* _COMPLETE THE FOLLOWING_:
1. In the text about the silicon solar array, where was the array carried?
2. Using the text about the silicon solar array, explain why a reliable solar setup would need many more cells along with a voltage and current regulator.
3. Carry on the text about the silicon solar array from its last sentence.

BEGIN SUPPLIED TEXT

Given recent publicity about Lithium batteries blowing Petzl LEDs, I might eventually look for a headlight with a current regulator that doesn't represent such a challenge to my hands! I wonder if Petzl employs a female product tester.
Silicon Solar array
In bright sunlight, this worked quite well, slung on top of my rolled up sleep mat with a good view of the sky. It did quite well keeping my phone and camera batteries going until I changed GPS loggers to a model that requires recharging rather than external AA batteries, and then the array didn't supply enough current for everything.
The good bit is that the cells are flexible, almost indestructible and very light, and also reasonably affordable. However a solar cell doesn't spend much of its time looking directly at bright sun. Most of the time, you're in a wood, or there is a cloud in the way, or you are walking towards the sun while the array is on your backpack. For all these reasons, a reliable solution needs to have many more cells with a voltage and current regulator, so it can charge more of the time, but won't overcharge your equipment. This sounds expensive, so sadly, the most practical choice is probably alkaline batteries - and hanging onto them until one finds a shop that can recycle them.

END SUPPLIED TEXT
BEGIN ENTRIES SUPPLIED

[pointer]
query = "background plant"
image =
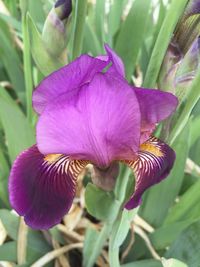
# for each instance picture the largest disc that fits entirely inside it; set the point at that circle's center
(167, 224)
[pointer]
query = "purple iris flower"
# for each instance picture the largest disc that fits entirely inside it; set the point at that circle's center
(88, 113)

END ENTRIES SUPPLIED
BEGIN ENTRIES SUPPLIED

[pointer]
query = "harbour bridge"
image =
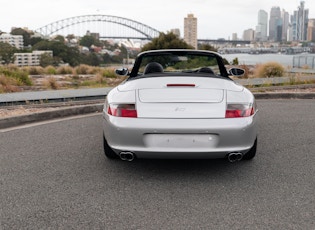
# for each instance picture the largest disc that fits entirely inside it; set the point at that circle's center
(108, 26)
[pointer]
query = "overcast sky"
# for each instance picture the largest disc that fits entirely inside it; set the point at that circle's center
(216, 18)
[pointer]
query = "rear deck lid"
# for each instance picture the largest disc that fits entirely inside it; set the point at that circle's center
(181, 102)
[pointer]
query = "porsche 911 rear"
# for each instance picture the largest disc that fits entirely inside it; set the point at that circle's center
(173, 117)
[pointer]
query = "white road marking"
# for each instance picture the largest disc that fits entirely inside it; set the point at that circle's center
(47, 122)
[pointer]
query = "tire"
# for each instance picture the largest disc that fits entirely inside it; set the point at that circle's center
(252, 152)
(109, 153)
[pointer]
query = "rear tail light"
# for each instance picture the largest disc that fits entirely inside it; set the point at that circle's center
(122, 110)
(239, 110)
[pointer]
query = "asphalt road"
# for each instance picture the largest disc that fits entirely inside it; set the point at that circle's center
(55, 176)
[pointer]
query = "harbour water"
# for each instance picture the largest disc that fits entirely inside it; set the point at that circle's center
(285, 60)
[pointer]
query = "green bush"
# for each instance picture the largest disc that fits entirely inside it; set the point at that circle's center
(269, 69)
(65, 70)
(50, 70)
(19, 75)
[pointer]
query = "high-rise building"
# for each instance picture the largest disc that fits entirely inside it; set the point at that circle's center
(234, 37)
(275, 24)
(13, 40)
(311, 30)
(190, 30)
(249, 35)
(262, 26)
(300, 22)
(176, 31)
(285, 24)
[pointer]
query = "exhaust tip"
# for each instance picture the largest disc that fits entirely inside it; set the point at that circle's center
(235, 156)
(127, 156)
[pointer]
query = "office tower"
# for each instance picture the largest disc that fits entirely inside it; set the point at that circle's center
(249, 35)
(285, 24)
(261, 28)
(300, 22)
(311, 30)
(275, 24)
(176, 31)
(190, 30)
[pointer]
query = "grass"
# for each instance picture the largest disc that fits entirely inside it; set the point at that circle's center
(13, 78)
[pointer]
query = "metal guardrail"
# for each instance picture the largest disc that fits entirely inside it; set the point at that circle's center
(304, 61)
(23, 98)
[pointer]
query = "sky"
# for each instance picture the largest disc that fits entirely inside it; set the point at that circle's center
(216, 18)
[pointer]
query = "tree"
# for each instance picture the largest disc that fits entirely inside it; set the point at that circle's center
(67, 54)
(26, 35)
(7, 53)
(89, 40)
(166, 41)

END ENTRIES SUPPLIED

* _PER-TASK OUTPUTS_:
1. It was slung on top of the rolled-up sleep mat, with a good view of the sky.

2. A solar cell rarely faces bright sun directly, because you are often in a wood, under cloud, or walking toward the sun with the array on your backpack. More cells would let it charge more of the time, and the regulator would keep it from overcharging your equipment.

3.
If you are looking for a solar arry, note that the packaged arrays (Silva etc) are quite heavy, so this is one area where you can easily save weight.
To gather GPS tracks for my guidebooks, I looked for a sensitive, reliable GPS logger with low power requirements. I tried a Sony GPS-CS1 which is simple to use, reliable and uses replaceable AA batteries. It works well with a clear sky, but with a restricted view, its position fixes are less good; which you might expect as it uses an older generation receiver. An AA battery lasts around 10 hours. Unfortunately the stylists got at the Sony, and gave it a triangular section so that it won't lie flat, and a carabiner so that you can clip it in a rucksack side pocket. This is a bit daft, as the Sony needs a good sky view on top of your sack given its less sensitive receiver.
Roman (Lighthiker) suggested an O'Hara GPS logger, which uses a SiRFStar III receiver. The design was finalised with a large on-board Li-Ion battery, which lasts for at least 48 hours, longer if configured, as the processor can be made to halt and wake up at a specified interval, just about long enough for a weeks walking unless you walk long days. See his blog for further information.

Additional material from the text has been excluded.